● **EXERCISE REQUIREMENTS**: Set down all of the data exactly as it appears.

● **GIVEN DATA**:
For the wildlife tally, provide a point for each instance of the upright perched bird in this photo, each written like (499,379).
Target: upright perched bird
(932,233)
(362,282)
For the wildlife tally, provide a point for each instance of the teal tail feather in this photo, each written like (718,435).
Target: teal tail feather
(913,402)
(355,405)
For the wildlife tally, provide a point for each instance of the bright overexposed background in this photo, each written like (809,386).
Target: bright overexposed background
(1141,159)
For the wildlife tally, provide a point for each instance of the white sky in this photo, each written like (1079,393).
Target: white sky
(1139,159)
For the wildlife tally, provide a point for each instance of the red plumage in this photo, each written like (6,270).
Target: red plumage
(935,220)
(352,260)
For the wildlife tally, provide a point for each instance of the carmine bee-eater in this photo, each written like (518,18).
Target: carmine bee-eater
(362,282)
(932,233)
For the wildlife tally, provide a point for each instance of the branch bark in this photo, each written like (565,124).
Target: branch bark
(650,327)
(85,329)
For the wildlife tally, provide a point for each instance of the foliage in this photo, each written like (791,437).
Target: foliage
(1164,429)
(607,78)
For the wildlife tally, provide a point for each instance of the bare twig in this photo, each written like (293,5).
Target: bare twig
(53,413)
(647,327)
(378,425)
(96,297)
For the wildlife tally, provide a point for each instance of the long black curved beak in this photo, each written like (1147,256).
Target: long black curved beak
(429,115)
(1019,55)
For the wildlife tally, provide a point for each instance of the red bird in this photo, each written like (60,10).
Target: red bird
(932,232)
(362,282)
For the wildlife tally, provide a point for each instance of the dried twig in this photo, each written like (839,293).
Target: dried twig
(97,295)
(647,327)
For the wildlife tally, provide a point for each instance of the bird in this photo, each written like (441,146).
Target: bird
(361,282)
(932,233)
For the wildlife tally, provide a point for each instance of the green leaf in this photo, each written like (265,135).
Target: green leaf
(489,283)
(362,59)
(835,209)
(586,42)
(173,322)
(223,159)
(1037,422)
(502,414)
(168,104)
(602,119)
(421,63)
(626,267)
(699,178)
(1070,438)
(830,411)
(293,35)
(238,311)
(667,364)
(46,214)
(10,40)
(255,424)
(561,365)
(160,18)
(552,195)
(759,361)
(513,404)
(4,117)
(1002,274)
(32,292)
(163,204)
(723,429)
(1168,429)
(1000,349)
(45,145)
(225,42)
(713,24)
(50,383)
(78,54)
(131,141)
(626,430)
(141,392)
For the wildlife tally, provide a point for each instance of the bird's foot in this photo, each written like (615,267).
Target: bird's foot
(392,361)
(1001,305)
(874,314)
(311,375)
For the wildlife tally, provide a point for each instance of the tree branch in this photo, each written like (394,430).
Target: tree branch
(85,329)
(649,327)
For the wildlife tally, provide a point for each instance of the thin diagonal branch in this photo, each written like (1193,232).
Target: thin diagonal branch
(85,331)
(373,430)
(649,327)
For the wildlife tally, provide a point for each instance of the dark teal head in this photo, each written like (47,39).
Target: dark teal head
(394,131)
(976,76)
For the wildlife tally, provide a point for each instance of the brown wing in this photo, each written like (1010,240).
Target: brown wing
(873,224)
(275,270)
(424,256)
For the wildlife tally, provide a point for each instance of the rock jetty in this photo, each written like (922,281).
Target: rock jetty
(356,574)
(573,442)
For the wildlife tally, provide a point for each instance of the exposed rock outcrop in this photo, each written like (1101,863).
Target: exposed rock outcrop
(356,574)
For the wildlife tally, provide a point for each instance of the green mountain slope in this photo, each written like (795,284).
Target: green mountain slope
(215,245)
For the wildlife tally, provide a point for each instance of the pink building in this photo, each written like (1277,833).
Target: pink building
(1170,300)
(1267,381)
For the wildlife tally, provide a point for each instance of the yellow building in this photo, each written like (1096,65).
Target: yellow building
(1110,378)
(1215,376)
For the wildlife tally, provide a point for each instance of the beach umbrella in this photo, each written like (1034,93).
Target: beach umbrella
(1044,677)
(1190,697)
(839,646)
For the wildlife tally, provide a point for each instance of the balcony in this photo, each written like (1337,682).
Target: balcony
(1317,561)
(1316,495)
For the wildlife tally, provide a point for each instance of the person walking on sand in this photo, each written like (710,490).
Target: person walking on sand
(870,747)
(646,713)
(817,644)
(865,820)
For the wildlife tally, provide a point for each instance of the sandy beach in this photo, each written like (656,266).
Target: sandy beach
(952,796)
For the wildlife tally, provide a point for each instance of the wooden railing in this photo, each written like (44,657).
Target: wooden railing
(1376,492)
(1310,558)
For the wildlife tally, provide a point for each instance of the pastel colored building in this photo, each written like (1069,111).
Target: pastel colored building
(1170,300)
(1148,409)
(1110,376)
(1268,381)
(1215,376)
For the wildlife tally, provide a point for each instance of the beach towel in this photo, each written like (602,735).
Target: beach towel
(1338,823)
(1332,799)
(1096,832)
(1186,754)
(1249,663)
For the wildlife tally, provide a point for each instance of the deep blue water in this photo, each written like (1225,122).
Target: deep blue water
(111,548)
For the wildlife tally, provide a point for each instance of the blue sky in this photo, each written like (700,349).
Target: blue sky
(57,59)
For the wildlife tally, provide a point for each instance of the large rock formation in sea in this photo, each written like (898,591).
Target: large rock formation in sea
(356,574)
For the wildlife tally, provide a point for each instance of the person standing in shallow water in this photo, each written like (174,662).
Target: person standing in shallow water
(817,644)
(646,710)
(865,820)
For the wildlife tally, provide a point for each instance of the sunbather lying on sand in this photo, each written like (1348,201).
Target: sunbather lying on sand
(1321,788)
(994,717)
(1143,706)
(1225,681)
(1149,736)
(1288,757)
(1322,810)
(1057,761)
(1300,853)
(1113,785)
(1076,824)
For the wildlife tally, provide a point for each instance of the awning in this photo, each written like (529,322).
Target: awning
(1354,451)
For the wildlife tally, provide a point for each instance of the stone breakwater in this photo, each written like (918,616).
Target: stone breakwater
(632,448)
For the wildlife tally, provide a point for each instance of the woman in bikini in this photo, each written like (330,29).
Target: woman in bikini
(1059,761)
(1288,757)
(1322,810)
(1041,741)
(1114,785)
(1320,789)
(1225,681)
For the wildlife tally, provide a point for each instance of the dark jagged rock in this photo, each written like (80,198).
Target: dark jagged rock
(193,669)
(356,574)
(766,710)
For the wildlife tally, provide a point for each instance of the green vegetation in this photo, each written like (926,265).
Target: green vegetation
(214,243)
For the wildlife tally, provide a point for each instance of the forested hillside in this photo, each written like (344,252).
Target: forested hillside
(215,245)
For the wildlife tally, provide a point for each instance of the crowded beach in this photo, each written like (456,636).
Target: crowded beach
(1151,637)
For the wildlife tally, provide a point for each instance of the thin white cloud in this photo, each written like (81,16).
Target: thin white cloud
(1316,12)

● **ANSWER TO THIS TASK**:
For the wildlife tally, provide a point for each instance of the upright perched bird in this photo, each written like (499,379).
Target: upright perched bird
(932,233)
(362,282)
For the wildlife tally, provide a point for each instance of the teal tail feather in this photo, each written like (718,435).
Target: teal tail feather
(913,402)
(355,405)
For the wildlife tally, provide a point for each instance of the bright overexposed background in this photo, each written like (809,386).
Target: bright overexposed background
(1141,159)
For the wildlife tally, provide a point for each instance of the white sky in this photo, each written like (1079,393).
Target: white sky
(1139,159)
For the wildlife tally, provide a point for each instance of the red plumage in this photo, each written like (6,270).
Target: red plumage
(935,220)
(352,260)
For the wildlife tally, provide a point for each instance of the carmine bee-eater in this photo, each written like (518,18).
Target: carmine bee-eater
(362,282)
(932,233)
For the wildlife tally, provide a point for each instance of the branch bark in this photo, each written like (565,124).
Target: branch bark
(650,327)
(85,329)
For the wildlife tally, provide a point for each instance of the foliage in this photo, each written like (791,437).
Target: foliage
(1164,429)
(607,78)
For the wildlife tally, provide a point for each instance of the bare twig in this photo, each written like (293,5).
Target: bare twig
(53,413)
(647,327)
(378,425)
(96,297)
For the wildlife tally, provide a point for each instance of the long black curved beak in this photo, each written like (1147,256).
Target: long black curved beak
(429,115)
(1019,55)
For the wildlife tally, provide a point for each instance of the red bird in this photo, each written like (60,10).
Target: red bird
(932,232)
(362,282)
For the wildlife tally, provide a point for each instance of the dried twig in this photo, each written like (839,293).
Target: dried twig
(97,295)
(647,327)
For the wildlife tally, provide a point for each instance of the bird in this photo, each written like (441,146).
Target: bird
(361,282)
(932,233)
For the wildlife tally, provide a point for each instance of the green leaf in this photo, each written like (265,135).
Target: green leaf
(489,283)
(362,59)
(835,209)
(586,42)
(173,322)
(223,159)
(1037,422)
(502,414)
(168,104)
(602,119)
(421,63)
(626,267)
(699,178)
(1070,438)
(830,411)
(293,35)
(238,311)
(667,364)
(46,214)
(10,40)
(255,424)
(561,365)
(160,18)
(552,195)
(759,361)
(513,404)
(4,117)
(1002,274)
(32,292)
(163,204)
(723,429)
(1168,429)
(1000,349)
(45,145)
(225,42)
(713,24)
(50,383)
(78,54)
(131,141)
(626,430)
(141,392)
For the wildlife tally, provide a point for each instance of the bird's foot in this photo, each written like (615,267).
Target: bird's foot
(392,361)
(1001,305)
(874,314)
(311,375)
For the wildlife tally, provide a point for each instance of the tree branch in this photo, each written like (394,430).
Target: tree branch
(85,329)
(649,327)
For the wildlife tally, provide a point for each instance of the thin diagonal branch in this photo, each written like (1193,232).
Target: thin diagonal branch
(85,331)
(373,430)
(649,327)
For the wildlife tally, provide a point for each instance of the dark teal head in this photo, each written like (47,39).
Target: dark teal head
(394,131)
(976,76)
For the wildlife tally, provide a point for each instance of the brown wing in this photo, each written like (1010,240).
Target: brown wing
(873,224)
(275,270)
(424,256)
For the wildlife tally, provide a point for each instance of the rock jetty in this photo, each written like (922,281).
Target: rock jetty
(356,574)
(573,442)
For the wildlife tally, provide a point for each instance of the exposed rock outcrop in this photo, each written like (1101,863).
Target: exposed rock outcrop
(356,574)
For the wildlife tally, provide a point for each instance of the green mountain slope in this photo, each written like (795,284).
Target: green mountain slope
(215,245)
For the wildlife tally, provide a point for each instance of the pink building in this photo, each written like (1277,833).
Target: pink building
(1170,300)
(1267,381)
For the wildlife tally, provide a point for each instance of the yellow building in this photo, each written like (1096,65).
Target: yellow building
(1110,378)
(1215,376)
For the wildlife tally, provide a point for each instance of the beach umbrella in this photo, each written like (1034,93).
Target: beach umbrella
(1044,677)
(1190,697)
(839,646)
For the wildlife tally, provide a point for each instance of the balcony in this photo, each written like (1337,682).
Target: balcony
(1317,561)
(1316,495)
For the wildlife tally, provide a point for each instance of the person walking on sand in this photo, each written like (710,490).
Target: person walking on sand
(870,747)
(646,713)
(817,644)
(865,820)
For the wildlife tally, provide a point for each instance of the sandy beach in this photo, each written like (656,266).
Target: sandy beach
(952,796)
For the wildlife tally, provide a point for each instance of the wooden railing in this photo, each written like (44,657).
Target: wooden railing
(1376,492)
(1310,558)
For the wildlife tally, provide a point for each instance of the pastel colored building in this photo, each written like (1069,111).
Target: pastel colored building
(1170,300)
(1148,409)
(1110,376)
(1268,381)
(1215,376)
For the wildlife tally, provide a point for each instance of the beach towel in this photo, each written like (602,735).
Target: beach towel
(1338,823)
(1332,799)
(1096,832)
(1186,754)
(1249,663)
For the wildlife tally, provide a point for each instance of the deep blue water in this photo, each written like (1225,122).
Target: deep blue water
(111,548)
For the wildlife tally, provide a point for each instance of the blue sky in this photo, each written like (700,349).
Target: blue sky
(57,59)
For the wildlife tally, provide a point for each instance of the large rock formation in sea in this photo, each written like (898,591).
Target: large rock formation in sea
(356,574)
For the wildlife tally, provide a point for each instance of the person standing in shallow water in this photo, each written like (174,662).
Target: person standing in shallow water
(817,644)
(646,710)
(865,820)
For the wildlife tally, provide a point for each instance of the sunbather lying on sand in this photo, each written like (1348,201).
Target: sunbather lying on sand
(1321,788)
(994,717)
(1143,706)
(1225,681)
(1149,736)
(1288,757)
(1322,810)
(1057,761)
(1300,853)
(1113,785)
(1076,824)
For the wildlife tally, provide a point for each instance of the awning in this photo, each written like (529,322).
Target: awning
(1354,451)
For the wildlife tally, provide a point for each instance of the stone breakwater in this photo, each written like (918,616).
Target: stone breakwater
(632,448)
For the wildlife tally, provide a point for each instance of the woman in bikini in this photo, each written like (330,29).
Target: woman in bikini
(1059,761)
(1288,757)
(1322,810)
(1041,741)
(1114,785)
(1320,789)
(1225,681)
For the wildlife tally, provide a point for each instance of the dark jagged rock in this photo, each written like (80,198).
Target: dark jagged rock
(193,669)
(356,574)
(766,710)
For the wildlife tally, provide a point for each instance of the green vegetation in this photo, each written like (926,265).
Target: green vegetation
(214,243)
For the wildlife tally, provide a point for each instance of the forested hillside in this photo, each written like (344,252).
Target: forested hillside
(215,245)
For the wildlife tally, provide a point for each instance of the crowded beach in this photo, each written like (456,636).
Target: crowded beach
(1151,637)
For the wildlife tally, provide a point for each instance of the thin white cloud in this photo, each written like (81,16).
Target: thin white cloud
(1316,12)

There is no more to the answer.